* [Task details]: In the listing below, start your output at the line with "Thanks in advance for your help! Please find the stone" and end it after the line with "Thanks in advance for your help! Please find the weathered", copying every line exactly.

* [Records provided]:
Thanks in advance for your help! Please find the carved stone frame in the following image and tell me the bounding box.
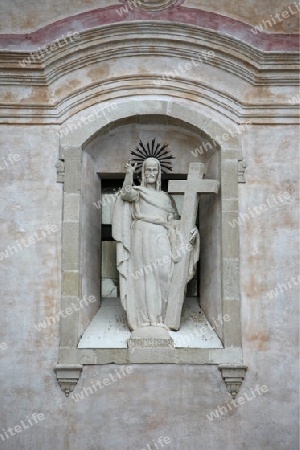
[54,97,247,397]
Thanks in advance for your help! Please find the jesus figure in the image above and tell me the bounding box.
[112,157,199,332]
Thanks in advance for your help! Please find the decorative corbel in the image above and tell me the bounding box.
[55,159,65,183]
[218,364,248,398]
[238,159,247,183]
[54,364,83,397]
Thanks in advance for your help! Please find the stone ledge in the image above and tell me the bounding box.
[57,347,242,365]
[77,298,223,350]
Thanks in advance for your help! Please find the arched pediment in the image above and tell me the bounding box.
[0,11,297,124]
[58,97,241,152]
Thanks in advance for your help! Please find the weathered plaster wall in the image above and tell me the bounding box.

==

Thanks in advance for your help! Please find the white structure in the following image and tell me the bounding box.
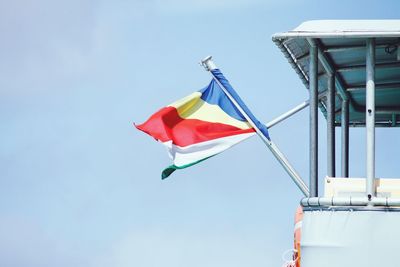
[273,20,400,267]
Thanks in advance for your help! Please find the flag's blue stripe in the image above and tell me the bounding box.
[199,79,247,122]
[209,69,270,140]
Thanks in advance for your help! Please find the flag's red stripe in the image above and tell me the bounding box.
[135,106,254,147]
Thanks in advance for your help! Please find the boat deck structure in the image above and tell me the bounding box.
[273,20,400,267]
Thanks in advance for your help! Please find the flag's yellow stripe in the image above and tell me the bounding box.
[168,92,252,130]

* [Answer section]:
Thanks in advance for your help! Please find the stone ledge in the image above and tell me the bounding box.
[57,347,242,365]
[77,298,223,350]
Thanks in advance for your help! Please find the arched pediment in the image above and tell me the bounding box.
[0,11,297,124]
[58,97,241,152]
Thanks in advance for your help! Please find the weathered plaster wall in the image above and tell me the bounding box.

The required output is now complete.